[YOUR TASK] All that should be output is the block of lines below from the line with "Target: bare tree" to the line with "Target: round trimmed shrub", both included, exactly as written.
(DATA SUPPLIED begins)
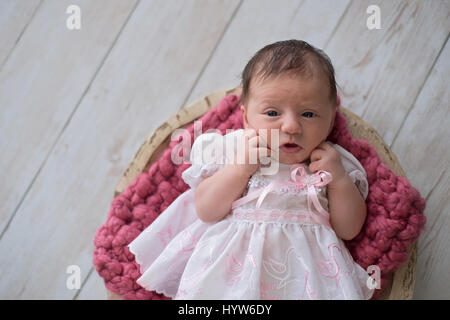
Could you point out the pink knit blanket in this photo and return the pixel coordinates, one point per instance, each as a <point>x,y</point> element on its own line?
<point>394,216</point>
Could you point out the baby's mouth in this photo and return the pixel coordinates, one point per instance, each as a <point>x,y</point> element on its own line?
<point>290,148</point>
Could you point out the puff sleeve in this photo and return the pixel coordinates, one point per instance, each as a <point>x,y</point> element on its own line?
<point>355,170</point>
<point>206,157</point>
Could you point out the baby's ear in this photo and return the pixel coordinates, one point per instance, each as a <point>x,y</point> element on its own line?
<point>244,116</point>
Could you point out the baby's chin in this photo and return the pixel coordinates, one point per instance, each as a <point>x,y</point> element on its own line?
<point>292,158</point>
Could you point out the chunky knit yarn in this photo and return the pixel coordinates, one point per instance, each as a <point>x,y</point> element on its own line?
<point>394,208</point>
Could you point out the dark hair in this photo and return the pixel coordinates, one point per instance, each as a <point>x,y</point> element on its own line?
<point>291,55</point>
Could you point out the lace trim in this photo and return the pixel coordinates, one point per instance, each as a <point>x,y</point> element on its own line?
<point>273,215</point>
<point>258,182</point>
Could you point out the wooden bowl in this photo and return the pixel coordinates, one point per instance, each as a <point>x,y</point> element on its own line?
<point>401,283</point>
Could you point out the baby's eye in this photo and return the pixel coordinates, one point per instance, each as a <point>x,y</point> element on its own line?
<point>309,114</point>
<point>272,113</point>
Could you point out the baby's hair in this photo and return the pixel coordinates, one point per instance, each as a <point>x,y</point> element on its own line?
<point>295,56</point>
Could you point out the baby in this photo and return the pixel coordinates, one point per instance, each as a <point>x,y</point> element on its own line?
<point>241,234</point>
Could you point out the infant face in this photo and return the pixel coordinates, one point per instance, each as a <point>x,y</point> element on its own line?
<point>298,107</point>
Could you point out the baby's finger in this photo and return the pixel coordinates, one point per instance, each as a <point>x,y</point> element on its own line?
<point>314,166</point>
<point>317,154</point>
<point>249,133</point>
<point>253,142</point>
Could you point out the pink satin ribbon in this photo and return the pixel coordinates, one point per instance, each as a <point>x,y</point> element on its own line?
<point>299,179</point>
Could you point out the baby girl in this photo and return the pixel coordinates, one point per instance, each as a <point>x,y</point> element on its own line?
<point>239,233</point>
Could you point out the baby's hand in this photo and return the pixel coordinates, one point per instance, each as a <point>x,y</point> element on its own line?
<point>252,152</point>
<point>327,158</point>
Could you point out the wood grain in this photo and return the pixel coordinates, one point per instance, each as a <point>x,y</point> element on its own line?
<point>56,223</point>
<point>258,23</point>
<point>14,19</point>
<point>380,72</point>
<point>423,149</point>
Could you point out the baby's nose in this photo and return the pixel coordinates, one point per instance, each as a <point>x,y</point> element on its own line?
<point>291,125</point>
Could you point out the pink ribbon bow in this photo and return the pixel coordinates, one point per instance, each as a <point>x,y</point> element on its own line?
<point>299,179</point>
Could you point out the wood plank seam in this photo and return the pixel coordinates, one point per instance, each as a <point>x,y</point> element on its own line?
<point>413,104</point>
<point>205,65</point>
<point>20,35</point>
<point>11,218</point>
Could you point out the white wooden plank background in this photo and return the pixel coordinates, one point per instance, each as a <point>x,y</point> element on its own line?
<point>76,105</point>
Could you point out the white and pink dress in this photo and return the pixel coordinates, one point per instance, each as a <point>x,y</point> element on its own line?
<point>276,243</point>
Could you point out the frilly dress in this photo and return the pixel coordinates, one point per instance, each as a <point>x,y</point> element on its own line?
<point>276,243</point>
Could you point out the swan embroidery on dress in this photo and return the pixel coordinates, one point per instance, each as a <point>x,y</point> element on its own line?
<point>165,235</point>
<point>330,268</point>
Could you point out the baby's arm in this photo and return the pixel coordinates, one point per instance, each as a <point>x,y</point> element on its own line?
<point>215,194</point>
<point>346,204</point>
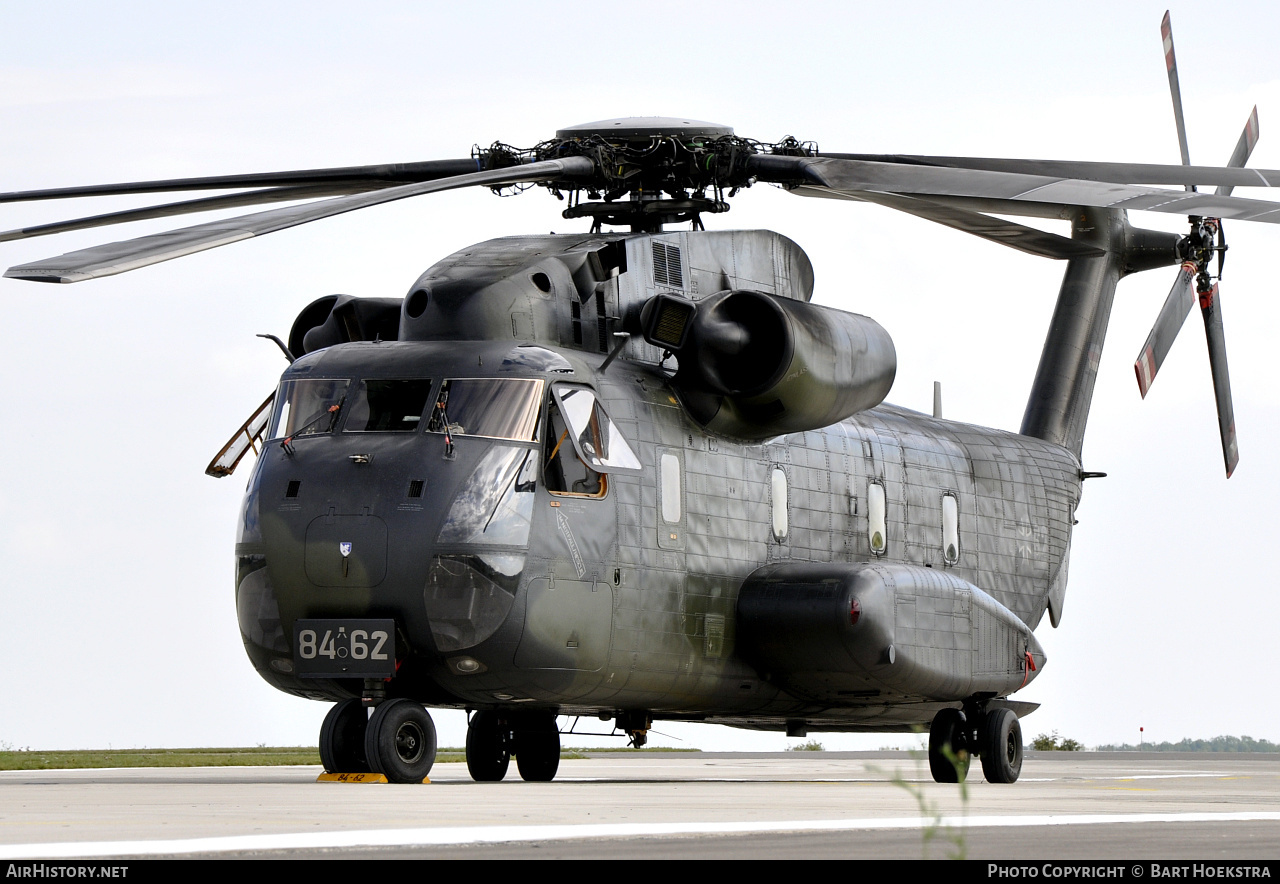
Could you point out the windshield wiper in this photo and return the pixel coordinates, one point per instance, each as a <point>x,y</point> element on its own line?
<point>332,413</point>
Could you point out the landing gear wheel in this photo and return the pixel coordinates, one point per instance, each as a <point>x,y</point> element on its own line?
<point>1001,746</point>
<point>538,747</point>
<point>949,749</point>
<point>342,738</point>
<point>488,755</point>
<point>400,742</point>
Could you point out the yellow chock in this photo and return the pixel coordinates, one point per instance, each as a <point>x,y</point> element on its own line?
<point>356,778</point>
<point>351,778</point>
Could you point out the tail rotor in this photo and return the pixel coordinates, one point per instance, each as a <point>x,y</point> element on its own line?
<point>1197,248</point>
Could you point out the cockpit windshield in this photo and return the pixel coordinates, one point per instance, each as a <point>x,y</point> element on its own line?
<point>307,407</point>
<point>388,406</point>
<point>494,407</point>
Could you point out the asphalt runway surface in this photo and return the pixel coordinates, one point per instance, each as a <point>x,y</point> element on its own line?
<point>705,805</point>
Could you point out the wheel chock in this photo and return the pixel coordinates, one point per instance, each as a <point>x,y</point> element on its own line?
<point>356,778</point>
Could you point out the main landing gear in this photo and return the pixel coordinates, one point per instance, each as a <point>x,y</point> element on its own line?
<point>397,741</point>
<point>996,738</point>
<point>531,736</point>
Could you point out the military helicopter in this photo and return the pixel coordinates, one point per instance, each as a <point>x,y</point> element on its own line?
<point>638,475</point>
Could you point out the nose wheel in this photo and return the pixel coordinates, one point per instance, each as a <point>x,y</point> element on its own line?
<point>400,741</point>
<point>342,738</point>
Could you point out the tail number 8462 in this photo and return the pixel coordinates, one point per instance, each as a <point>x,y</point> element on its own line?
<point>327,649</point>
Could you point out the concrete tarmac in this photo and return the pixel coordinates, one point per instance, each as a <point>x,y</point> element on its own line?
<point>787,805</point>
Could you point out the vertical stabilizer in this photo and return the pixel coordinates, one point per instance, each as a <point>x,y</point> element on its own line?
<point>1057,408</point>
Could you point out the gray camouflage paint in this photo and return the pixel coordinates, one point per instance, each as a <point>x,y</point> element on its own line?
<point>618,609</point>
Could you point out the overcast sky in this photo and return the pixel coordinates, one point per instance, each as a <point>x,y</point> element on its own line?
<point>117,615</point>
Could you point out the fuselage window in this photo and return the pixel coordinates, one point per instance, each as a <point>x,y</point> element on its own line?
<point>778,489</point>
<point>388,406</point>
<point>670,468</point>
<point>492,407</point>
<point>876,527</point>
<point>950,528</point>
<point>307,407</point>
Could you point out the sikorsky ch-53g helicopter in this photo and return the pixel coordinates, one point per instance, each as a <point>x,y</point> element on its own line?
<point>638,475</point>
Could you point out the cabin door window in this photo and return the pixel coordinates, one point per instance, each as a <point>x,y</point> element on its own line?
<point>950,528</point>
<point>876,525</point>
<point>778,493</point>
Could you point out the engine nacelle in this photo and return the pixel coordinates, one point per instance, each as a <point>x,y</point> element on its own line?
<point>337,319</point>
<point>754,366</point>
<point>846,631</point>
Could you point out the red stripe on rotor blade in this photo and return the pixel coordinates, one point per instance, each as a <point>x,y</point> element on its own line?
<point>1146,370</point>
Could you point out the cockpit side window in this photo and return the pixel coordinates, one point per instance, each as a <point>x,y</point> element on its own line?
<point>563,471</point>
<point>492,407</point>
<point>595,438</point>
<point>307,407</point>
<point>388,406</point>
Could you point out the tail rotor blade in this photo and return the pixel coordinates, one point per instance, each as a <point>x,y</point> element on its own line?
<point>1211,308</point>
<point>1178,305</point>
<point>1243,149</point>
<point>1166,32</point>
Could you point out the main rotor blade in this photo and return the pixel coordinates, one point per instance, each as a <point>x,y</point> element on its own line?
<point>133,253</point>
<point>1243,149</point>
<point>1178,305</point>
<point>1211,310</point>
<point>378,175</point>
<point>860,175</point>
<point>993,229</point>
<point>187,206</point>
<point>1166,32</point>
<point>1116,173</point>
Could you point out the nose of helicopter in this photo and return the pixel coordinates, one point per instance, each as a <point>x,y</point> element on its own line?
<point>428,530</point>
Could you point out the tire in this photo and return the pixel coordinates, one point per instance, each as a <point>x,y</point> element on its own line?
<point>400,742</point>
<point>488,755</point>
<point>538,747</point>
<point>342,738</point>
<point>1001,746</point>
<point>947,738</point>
(DATA SUPPLIED ends)
(DATA SUPPLIED begins)
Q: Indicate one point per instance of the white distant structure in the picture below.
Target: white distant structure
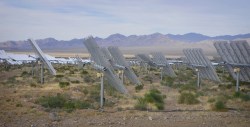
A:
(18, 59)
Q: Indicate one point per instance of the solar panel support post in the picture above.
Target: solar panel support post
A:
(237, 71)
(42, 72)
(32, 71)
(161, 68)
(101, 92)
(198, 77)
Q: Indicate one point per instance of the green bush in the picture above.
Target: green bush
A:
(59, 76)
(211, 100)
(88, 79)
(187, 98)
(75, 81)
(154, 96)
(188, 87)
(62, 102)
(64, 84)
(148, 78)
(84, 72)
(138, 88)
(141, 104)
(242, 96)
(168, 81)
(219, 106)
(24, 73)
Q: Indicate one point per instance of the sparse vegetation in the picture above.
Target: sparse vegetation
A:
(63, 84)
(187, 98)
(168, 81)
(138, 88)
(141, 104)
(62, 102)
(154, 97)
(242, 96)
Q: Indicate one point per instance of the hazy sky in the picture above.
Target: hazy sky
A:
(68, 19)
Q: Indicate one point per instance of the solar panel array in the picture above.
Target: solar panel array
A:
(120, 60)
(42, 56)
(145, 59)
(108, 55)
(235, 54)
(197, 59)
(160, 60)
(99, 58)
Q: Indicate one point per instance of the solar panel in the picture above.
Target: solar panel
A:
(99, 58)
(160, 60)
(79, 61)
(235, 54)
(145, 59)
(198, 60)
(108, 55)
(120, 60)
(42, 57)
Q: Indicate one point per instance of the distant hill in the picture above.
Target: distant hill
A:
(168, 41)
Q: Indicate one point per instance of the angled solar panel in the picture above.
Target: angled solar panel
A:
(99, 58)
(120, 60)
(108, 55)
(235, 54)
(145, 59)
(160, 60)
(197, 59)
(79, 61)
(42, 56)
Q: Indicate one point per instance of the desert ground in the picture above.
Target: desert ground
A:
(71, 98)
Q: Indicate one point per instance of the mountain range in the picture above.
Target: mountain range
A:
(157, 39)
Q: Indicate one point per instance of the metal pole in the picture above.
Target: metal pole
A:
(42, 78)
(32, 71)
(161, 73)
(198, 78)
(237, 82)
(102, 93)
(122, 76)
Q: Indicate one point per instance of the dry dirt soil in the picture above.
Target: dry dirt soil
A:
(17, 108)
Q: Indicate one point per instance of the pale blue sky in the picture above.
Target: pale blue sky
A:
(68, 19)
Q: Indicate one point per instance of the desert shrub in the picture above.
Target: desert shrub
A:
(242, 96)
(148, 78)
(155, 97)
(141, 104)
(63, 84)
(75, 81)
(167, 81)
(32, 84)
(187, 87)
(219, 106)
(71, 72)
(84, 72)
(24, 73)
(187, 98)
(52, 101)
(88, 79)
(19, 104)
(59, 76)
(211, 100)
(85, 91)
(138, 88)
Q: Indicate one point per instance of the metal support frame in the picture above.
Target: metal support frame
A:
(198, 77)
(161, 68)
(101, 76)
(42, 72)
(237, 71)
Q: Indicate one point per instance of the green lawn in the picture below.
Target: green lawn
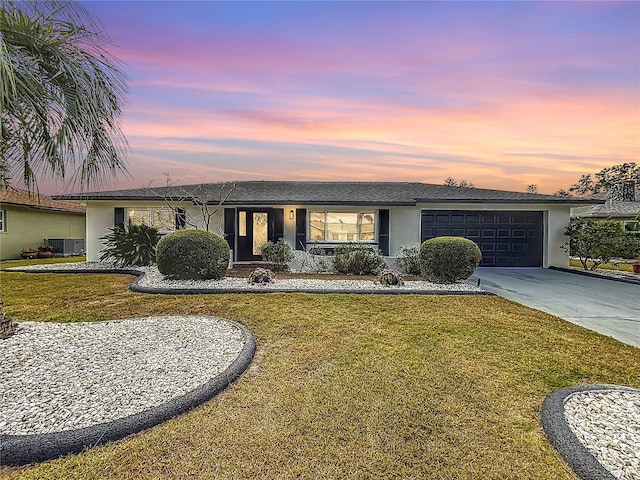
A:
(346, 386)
(DATA SUPPLIED ends)
(DATA SUPPLIED begins)
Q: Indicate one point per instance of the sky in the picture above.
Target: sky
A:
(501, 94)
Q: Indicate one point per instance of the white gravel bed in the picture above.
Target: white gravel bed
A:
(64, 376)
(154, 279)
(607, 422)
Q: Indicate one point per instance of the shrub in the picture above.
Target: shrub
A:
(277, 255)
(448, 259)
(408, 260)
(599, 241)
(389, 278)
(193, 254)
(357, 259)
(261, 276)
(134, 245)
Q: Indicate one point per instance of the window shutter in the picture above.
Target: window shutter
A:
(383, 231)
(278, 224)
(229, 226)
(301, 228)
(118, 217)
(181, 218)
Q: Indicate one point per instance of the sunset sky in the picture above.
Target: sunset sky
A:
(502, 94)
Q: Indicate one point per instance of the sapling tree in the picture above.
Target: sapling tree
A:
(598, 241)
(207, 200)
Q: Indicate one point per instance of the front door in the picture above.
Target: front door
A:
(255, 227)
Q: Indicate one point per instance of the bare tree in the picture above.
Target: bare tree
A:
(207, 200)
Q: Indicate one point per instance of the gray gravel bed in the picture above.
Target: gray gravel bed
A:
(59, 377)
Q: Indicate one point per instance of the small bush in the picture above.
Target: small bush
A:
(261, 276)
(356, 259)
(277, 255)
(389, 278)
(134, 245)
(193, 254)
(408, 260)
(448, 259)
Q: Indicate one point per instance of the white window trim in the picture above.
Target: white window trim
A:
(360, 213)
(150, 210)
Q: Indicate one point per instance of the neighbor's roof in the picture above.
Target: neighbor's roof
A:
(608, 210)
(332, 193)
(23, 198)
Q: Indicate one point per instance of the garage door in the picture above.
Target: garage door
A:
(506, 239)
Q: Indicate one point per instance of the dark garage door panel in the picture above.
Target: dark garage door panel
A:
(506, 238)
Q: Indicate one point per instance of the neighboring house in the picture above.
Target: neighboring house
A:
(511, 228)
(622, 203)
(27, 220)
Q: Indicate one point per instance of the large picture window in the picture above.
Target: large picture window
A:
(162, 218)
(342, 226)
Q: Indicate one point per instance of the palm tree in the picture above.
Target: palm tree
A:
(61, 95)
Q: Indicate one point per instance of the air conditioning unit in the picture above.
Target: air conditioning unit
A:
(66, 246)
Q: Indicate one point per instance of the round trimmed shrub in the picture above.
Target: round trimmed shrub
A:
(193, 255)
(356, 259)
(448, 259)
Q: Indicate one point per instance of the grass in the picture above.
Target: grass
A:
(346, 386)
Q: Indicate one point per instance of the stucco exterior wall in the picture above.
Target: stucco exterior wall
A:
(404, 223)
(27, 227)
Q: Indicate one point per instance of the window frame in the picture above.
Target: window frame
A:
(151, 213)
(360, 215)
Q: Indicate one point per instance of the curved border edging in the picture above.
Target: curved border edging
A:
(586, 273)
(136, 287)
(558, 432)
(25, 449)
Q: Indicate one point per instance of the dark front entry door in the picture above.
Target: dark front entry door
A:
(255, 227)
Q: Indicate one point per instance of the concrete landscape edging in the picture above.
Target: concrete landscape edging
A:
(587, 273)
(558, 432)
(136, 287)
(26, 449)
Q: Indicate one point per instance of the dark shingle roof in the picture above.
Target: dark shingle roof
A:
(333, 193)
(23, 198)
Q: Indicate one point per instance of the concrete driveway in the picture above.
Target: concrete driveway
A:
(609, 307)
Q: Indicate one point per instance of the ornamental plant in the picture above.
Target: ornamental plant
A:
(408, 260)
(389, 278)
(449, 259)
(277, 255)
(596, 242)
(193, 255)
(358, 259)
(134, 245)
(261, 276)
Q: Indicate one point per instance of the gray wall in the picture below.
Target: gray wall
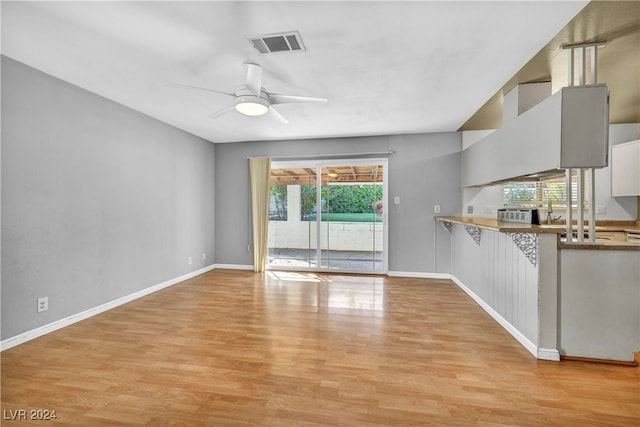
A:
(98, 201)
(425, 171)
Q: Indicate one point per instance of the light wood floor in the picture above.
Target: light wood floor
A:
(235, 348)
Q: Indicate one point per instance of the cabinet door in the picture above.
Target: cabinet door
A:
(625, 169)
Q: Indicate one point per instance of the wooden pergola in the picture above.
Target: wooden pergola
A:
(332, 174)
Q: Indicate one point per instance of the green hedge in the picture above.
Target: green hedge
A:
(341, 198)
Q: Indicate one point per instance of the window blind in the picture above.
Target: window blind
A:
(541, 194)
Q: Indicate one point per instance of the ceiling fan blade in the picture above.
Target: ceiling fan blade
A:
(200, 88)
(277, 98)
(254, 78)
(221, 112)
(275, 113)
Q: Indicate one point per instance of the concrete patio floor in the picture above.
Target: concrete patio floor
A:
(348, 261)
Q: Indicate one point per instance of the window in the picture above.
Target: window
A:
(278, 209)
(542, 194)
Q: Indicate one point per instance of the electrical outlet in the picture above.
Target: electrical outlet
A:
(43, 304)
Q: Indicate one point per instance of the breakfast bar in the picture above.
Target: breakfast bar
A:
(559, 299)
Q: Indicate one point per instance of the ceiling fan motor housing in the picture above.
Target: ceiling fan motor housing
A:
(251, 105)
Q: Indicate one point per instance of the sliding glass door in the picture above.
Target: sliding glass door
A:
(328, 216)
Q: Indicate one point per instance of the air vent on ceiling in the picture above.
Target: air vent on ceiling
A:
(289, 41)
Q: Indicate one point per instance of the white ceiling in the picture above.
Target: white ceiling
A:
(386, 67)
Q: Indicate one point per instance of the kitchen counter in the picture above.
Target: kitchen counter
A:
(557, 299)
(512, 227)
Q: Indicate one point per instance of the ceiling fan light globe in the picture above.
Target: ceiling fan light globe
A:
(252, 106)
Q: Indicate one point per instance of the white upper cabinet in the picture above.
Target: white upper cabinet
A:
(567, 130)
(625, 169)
(DATA SUPPLIED ends)
[EXERCISE ANSWER]
Target: bare tree
A:
(207, 200)
Q: Indicate one point per instance of the gray gravel bed in the picture above.
Target: gray gravel bed
A:
(59, 377)
Q: Indicate one point per instance of the small bush in the picture above.
Target: small bush
A:
(261, 276)
(356, 259)
(277, 255)
(389, 278)
(134, 245)
(193, 254)
(408, 260)
(448, 259)
Q: Indicate one point per instance of the white window trim in the picture above.
Target: white window trim
A:
(360, 213)
(150, 210)
Q: Indicate one point per instance of the neighbor's roof in the picture above.
Target: neighbor's roof
A:
(608, 210)
(332, 193)
(23, 198)
Q: Indicate one point per instance of the garage door in the picture above.
Target: garage door
A:
(506, 239)
Q: Indicate one point per instance of the dark garage door panel in the picture above.
Target: dark garage door panel
A:
(506, 238)
Q: Indicate one point per instance of the neighboring house in the picture above.
Target: neighboring house
A:
(511, 228)
(622, 203)
(27, 220)
Q: Indicate one point per instance of the large picture window in the picture above.
Target: large picture window
A:
(162, 218)
(342, 226)
Q: Indicate one point per instance of the palm tree in the picture above.
Target: palm tree
A:
(61, 95)
Q: Indicate one point per instance of the air conditioning unit in the picture above.
Target: air conditioning unit
A:
(66, 246)
Q: Indicate one point per instance of the round trimmed shrub in the picture above.
Target: round trimmed shrub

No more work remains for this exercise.